===== The input =====
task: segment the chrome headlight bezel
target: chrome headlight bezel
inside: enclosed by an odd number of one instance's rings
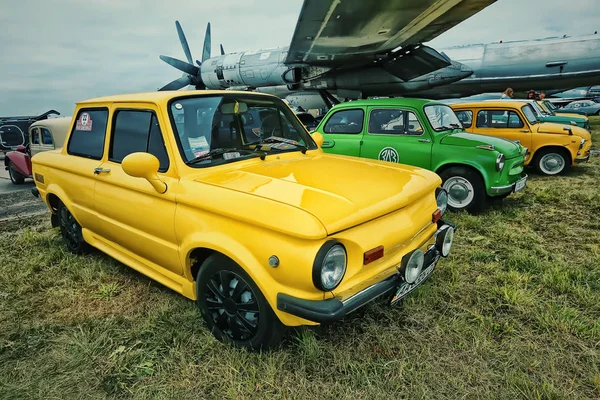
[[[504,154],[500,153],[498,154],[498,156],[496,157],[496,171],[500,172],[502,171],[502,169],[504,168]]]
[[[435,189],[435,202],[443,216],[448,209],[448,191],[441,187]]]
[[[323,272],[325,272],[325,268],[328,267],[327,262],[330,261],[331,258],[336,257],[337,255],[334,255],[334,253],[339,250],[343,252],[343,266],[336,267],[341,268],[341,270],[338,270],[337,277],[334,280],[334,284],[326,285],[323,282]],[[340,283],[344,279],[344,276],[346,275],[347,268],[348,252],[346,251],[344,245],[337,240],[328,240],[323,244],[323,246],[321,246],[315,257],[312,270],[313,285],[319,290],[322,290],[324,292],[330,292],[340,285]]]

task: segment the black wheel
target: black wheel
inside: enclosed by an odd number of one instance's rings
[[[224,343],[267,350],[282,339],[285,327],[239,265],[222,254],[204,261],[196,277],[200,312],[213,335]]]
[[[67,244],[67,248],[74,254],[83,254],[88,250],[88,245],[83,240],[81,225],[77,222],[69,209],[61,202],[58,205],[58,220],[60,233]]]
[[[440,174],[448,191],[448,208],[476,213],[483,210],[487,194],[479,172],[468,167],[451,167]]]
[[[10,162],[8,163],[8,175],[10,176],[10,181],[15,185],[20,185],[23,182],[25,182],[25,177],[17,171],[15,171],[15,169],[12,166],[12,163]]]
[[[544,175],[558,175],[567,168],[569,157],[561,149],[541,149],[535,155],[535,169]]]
=====
===== The input =====
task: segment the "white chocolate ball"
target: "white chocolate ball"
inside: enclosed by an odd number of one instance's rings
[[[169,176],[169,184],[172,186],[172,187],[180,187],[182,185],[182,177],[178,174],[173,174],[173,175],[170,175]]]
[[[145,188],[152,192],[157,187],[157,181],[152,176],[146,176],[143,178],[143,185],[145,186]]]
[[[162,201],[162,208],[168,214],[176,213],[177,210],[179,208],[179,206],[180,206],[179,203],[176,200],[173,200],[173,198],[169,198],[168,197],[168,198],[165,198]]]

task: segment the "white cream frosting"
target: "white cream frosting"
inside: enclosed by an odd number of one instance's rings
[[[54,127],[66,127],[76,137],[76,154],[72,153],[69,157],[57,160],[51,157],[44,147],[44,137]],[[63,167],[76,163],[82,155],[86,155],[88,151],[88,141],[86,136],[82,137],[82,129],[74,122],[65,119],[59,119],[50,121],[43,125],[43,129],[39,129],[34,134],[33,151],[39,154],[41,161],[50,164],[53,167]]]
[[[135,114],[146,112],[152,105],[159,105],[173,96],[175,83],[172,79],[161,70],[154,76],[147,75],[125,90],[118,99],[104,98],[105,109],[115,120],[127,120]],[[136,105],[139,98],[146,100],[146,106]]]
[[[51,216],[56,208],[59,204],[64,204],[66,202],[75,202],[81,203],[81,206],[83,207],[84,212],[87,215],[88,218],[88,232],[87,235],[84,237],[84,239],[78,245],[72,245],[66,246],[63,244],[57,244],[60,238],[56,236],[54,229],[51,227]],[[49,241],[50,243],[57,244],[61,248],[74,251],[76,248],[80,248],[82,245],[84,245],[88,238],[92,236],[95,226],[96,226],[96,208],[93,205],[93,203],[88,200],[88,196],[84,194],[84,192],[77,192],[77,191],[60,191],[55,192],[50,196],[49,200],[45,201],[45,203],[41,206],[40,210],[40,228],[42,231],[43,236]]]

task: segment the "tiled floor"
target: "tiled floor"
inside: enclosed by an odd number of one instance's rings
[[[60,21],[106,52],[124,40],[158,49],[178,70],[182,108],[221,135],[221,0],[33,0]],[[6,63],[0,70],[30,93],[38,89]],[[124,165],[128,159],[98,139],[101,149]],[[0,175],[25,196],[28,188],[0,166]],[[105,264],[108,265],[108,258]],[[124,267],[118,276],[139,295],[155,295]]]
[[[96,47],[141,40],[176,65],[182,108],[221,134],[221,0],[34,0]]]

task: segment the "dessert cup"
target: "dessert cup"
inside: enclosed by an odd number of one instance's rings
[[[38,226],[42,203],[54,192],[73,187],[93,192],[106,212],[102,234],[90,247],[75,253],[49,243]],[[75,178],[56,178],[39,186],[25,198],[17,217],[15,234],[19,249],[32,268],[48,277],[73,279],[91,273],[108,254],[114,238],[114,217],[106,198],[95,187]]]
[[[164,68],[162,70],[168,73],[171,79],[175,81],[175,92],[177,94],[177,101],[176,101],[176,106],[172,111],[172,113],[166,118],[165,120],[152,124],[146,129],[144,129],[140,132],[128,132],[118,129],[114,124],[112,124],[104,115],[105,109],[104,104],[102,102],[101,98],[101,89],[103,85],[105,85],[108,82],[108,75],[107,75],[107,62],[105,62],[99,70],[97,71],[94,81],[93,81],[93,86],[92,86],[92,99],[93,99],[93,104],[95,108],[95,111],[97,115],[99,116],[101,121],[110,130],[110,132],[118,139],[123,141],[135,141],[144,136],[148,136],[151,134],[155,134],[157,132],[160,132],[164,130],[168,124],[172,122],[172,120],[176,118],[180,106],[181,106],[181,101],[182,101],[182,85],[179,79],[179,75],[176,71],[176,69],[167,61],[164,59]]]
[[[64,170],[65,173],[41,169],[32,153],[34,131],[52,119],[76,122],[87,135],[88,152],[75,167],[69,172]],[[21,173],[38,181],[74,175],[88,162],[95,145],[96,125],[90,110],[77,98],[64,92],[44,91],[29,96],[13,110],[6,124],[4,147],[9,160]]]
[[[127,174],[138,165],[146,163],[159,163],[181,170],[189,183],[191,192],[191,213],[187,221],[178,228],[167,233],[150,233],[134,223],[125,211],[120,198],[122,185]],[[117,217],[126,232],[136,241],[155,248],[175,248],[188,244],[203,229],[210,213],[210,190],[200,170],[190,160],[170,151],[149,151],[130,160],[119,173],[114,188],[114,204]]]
=====
Convert the records into a numbered list, starting with the line that contains "task: segment the chrome headlight bezel" and going on through the line that contains "[[[435,189],[435,202],[443,216],[448,209],[448,191],[441,187]]]", with both of those lines included and any blank lines dropped. Leave the pictures out of your answer.

Exercise output =
1. task: segment the chrome headlight bezel
2. target: chrome headlight bezel
3. inside: enclosed by an odd number of one instance's rings
4. [[[504,154],[500,153],[498,154],[498,156],[496,157],[496,171],[500,172],[502,171],[502,169],[504,168]]]
5. [[[435,189],[435,202],[443,216],[448,209],[448,191],[441,187]]]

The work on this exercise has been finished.